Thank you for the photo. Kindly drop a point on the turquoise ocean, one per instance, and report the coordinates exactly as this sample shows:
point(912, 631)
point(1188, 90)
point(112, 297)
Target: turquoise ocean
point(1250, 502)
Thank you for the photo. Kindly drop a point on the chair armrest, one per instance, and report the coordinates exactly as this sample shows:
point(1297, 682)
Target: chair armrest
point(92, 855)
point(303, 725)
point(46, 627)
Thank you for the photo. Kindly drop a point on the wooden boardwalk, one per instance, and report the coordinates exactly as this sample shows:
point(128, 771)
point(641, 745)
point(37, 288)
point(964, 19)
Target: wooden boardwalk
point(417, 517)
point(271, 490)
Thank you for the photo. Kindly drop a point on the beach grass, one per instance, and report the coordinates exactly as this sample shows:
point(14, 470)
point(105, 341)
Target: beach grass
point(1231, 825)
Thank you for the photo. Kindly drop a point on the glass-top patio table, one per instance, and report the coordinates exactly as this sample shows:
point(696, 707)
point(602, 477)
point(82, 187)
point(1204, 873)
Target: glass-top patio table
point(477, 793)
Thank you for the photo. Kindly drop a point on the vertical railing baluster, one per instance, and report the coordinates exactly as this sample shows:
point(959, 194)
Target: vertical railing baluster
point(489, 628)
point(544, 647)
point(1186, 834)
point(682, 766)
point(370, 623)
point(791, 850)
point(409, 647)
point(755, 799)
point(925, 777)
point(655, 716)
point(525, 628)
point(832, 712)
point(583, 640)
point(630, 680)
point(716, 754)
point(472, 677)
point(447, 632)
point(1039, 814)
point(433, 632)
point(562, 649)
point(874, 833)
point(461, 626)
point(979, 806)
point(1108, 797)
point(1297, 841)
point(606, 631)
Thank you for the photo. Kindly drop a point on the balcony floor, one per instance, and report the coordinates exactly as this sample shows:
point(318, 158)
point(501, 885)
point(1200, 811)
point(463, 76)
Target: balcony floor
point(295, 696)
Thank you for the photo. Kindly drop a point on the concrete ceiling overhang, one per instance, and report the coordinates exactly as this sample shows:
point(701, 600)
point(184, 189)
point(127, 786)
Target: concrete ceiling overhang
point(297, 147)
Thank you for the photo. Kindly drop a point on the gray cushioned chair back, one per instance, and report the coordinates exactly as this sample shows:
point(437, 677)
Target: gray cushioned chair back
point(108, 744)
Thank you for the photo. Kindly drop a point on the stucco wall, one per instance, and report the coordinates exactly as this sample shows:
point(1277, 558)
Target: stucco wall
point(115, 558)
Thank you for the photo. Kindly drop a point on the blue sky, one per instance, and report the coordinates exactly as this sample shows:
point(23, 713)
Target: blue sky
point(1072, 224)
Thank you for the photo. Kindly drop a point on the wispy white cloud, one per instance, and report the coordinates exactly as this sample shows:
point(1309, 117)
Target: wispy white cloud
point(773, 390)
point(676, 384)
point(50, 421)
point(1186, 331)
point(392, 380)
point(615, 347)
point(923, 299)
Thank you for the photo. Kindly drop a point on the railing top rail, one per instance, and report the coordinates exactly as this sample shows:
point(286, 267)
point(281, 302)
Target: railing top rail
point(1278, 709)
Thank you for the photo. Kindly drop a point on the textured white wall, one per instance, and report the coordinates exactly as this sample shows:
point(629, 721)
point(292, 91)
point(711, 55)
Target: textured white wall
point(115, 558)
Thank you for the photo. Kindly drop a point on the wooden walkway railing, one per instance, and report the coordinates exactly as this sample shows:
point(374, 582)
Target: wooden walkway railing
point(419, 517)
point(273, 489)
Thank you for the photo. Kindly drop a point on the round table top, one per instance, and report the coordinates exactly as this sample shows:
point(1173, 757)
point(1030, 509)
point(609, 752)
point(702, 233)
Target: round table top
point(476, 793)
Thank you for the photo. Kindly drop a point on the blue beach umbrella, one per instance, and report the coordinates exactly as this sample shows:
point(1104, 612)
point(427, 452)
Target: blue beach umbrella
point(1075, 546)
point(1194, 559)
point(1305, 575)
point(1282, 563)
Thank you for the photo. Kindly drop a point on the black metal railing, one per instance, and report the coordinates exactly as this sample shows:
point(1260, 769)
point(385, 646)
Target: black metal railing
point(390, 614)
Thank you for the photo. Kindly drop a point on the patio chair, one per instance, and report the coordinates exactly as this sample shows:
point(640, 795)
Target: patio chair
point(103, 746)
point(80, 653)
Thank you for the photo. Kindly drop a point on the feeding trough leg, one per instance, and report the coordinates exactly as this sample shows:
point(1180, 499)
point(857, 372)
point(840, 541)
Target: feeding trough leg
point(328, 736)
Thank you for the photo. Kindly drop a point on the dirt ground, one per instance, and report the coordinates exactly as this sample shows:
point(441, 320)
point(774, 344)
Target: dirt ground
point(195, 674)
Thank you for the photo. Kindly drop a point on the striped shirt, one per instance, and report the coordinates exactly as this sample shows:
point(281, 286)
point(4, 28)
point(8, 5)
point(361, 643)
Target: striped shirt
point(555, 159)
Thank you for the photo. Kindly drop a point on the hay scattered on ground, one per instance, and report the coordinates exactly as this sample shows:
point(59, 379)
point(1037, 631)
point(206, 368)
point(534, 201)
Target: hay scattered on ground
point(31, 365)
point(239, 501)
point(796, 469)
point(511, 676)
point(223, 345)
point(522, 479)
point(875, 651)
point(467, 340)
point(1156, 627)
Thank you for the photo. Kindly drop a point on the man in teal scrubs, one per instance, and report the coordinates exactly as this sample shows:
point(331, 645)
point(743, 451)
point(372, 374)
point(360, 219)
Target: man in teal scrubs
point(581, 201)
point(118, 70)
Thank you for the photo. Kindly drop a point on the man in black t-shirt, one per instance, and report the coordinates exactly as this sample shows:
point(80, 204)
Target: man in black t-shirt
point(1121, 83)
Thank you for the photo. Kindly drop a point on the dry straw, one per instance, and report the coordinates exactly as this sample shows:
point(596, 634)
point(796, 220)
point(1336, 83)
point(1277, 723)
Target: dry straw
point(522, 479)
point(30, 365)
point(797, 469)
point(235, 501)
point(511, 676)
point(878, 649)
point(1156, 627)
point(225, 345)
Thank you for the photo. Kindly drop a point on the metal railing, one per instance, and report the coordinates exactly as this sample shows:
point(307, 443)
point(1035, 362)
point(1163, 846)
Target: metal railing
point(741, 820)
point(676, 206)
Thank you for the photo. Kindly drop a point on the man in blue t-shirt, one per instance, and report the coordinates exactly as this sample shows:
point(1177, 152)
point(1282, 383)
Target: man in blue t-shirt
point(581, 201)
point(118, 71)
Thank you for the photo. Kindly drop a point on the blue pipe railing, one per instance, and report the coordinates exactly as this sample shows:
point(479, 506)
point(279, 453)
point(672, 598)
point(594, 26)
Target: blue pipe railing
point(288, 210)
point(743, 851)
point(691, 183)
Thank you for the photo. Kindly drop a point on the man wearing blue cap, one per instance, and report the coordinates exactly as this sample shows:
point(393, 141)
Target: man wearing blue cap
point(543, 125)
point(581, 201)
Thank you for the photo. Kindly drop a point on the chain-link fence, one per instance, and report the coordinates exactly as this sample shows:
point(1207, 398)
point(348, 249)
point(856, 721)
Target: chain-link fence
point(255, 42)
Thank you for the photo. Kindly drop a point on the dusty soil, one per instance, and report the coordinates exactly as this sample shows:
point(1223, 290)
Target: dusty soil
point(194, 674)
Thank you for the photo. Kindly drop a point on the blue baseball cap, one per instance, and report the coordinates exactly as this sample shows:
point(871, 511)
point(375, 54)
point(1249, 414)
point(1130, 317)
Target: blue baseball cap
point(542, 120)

* * * * *

Problem description:
Restate the whole set of entries exactly.

Task output:
Thank you for the photo. Kindly drop a point on the turquoise ocean, one per instance, and report the coordinates exactly as this sample shows:
point(912, 631)
point(1188, 90)
point(112, 297)
Target: turquoise ocean
point(1250, 502)
Thank you for the photo. Kindly drop a point on the chair armrest, one per instance, and report the coordinates exactly as this sample shows:
point(1297, 682)
Target: chair armrest
point(92, 855)
point(303, 725)
point(46, 627)
Thank you for the photo. Kindly drop a point on the wooden boardwalk, one per instance, and report the coordinates exactly as this sample shows:
point(128, 771)
point(641, 745)
point(37, 288)
point(964, 19)
Target: wooden boardwalk
point(417, 517)
point(271, 490)
Thank you for the photo. Kindly drop a point on the beach grass, one per instance, and report the coordinates exactly as this sample shows:
point(14, 470)
point(105, 341)
Target: beach grass
point(1231, 825)
Thank you for the photo. Kindly drop a point on the glass-top patio table, one per instance, and report the coordinates exactly as this sample shows:
point(696, 707)
point(602, 477)
point(82, 187)
point(1204, 873)
Target: glass-top patio table
point(477, 793)
Thank you for the photo. Kindly drop a point on the vertical railing baluster, one per instance, and report the coordinates exactly as this sample shows:
point(959, 194)
Target: vertical railing baluster
point(489, 628)
point(544, 647)
point(1186, 834)
point(682, 766)
point(370, 623)
point(791, 850)
point(409, 647)
point(755, 799)
point(925, 777)
point(655, 716)
point(525, 628)
point(832, 712)
point(583, 640)
point(630, 680)
point(716, 754)
point(472, 677)
point(447, 632)
point(1039, 814)
point(433, 632)
point(562, 649)
point(874, 833)
point(461, 626)
point(979, 806)
point(1108, 797)
point(1297, 841)
point(606, 631)
Thank you for the photo. Kindly drop a point on the balcony floor, one per instance, and report the coordinates exactly as this sample shows:
point(318, 158)
point(501, 885)
point(1200, 811)
point(463, 76)
Target: balcony floor
point(295, 696)
Thank you for the photo. Kindly drop a point on the concrete ceiling overhang, one per instance, and report the coordinates exactly as this sample shows:
point(701, 600)
point(184, 189)
point(127, 786)
Target: concrete ceiling overhang
point(297, 147)
Thank you for the photo. Kindly drop a point on the gray cushioned chair back, one per instance, and report the coordinates exactly as this sample shows:
point(437, 677)
Target: gray cushioned chair back
point(108, 744)
Thank you for the photo. Kindly drop a point on the stucco wall, one per instance, and report the coordinates exactly as this sample shows:
point(1277, 558)
Target: stucco wall
point(115, 558)
Thank you for the photo. Kindly drop a point on the blue sky, one per instance, and report the coordinates exactly as this sample shows:
point(23, 713)
Target: blue sky
point(1072, 224)
Thank you for the photo. Kindly drop a point on the wispy white cloud, one per instance, and report the coordinates exactly as this sample shows:
point(1309, 117)
Target: wispy white cloud
point(773, 390)
point(676, 384)
point(50, 421)
point(1186, 331)
point(392, 380)
point(615, 347)
point(923, 299)
Thank you for the photo. Kindly drop a point on the railing top rail, one per instance, and report the coordinates exactly as this sample shows:
point(286, 267)
point(281, 302)
Target: railing top rail
point(1278, 709)
Thank you for the photo. Kindly drop a point on the textured white wall, one per instance, and report the coordinates exactly as this sample shows:
point(629, 721)
point(292, 91)
point(711, 55)
Target: textured white wall
point(115, 558)
Thank you for the photo. Kindly drop a point on the wooden walkway railing, one per instance, and report the coordinates exactly as this sample shows:
point(374, 582)
Target: wooden walkway railing
point(419, 517)
point(273, 489)
Thank you for the photo. Kindly drop a point on the round table top, one per instance, and report the coordinates exactly as this sample shows:
point(1173, 757)
point(1030, 509)
point(609, 752)
point(702, 233)
Target: round table top
point(476, 793)
Thank you for the photo. Kindly drop a point on the blue beach umbrella, one per instance, and report the coordinates exactly as this sample shows:
point(1104, 612)
point(427, 452)
Target: blue beach umbrella
point(1075, 546)
point(1194, 559)
point(1305, 575)
point(1282, 563)
Thank you for the photo. Kindly drop a point on the black metal railing, one per instance, and report the coordinates exactly as this sample shows:
point(1260, 769)
point(385, 646)
Target: black metal railing
point(390, 614)
Thank you for the photo. Kindly drop a point on the patio chair, one per instance, and report the coordinates exactly as this sample shows:
point(640, 795)
Target: patio chair
point(103, 746)
point(80, 653)
Thank you for the photo. Kindly drop a point on the feeding trough leg, one per instance, and report the coordinates exactly as this sample shows:
point(1180, 499)
point(857, 372)
point(840, 541)
Target: feeding trough leg
point(328, 736)
Thank you for the photo. Kindly drop a point on the dirt ground, one per instance, and report the coordinates exactly as this sample shows:
point(441, 320)
point(774, 344)
Target: dirt ground
point(195, 674)
Thank you for the photo. Kindly drop a point on the striped shirt, one per instance, and report the coordinates exactly as this sample shows:
point(281, 286)
point(4, 28)
point(8, 5)
point(361, 643)
Target: striped shirt
point(555, 159)
Thank you for the photo. Kindly drop a point on the hay scattered on ground, one per instance, and report the coordinates exactly as this sample shows:
point(59, 379)
point(1037, 631)
point(206, 368)
point(534, 201)
Target: hay scattered on ground
point(31, 365)
point(239, 501)
point(796, 469)
point(511, 676)
point(223, 345)
point(522, 479)
point(875, 651)
point(467, 340)
point(1156, 627)
Thank you for the photo. Kindly drop a point on the man in teal scrubs, one per instance, and report the coordinates exactly as this sample shows:
point(331, 645)
point(743, 451)
point(372, 374)
point(360, 219)
Target: man in teal scrubs
point(581, 201)
point(118, 70)
Thank you for the photo. Kindly drop a point on the man in black t-shirt, one per instance, and report the coordinates exactly as this sample shows:
point(80, 204)
Target: man in black t-shirt
point(1121, 83)
Thank you for the photo. Kindly drop a point on the dry straw, one per instance, and report the coordinates exactly as this sample shows:
point(596, 634)
point(796, 220)
point(1336, 83)
point(1277, 723)
Target: dry straw
point(522, 479)
point(30, 365)
point(797, 469)
point(235, 501)
point(511, 676)
point(878, 649)
point(1156, 627)
point(225, 345)
Thank you for the photo. Kindly drop a point on the metal railing, one per instance, and report the coordinates exactly as this sample shows:
point(307, 443)
point(1035, 362)
point(1163, 846)
Target: metal railing
point(741, 820)
point(676, 206)
Thank you for the photo. Kindly drop a point on the man in blue t-shirt, one per instance, and report the coordinates exactly as this sample shows:
point(1177, 152)
point(1282, 383)
Target: man in blue t-shirt
point(581, 201)
point(118, 71)
Thank you for the photo. Kindly drop a point on the blue pipe railing, one per instance, and report the coordinates exactly as this sample shows:
point(479, 506)
point(279, 453)
point(672, 598)
point(594, 26)
Target: blue pipe railing
point(288, 210)
point(743, 851)
point(691, 183)
Thank you for the photo. Kindly drop a point on the man wearing blue cap, one per instance, and report the coordinates exactly as this sample shows:
point(393, 141)
Target: man wearing blue cap
point(543, 125)
point(581, 201)
Thank you for the photo. Kindly drop a point on the chain-link fence, one per instance, and report the coordinates exactly as this sample shows:
point(1207, 398)
point(348, 249)
point(856, 721)
Target: chain-link fence
point(255, 42)
Thank you for the photo. Kindly drop a point on the dusty soil, one per instance, and report the coordinates exactly as this sample shows:
point(1223, 290)
Target: dusty soil
point(194, 674)
Thank you for the photo. Kindly drop a point on the blue baseball cap, one per instance, and report the coordinates exactly as this sample shows:
point(871, 511)
point(375, 54)
point(1249, 414)
point(1130, 317)
Target: blue baseball cap
point(542, 120)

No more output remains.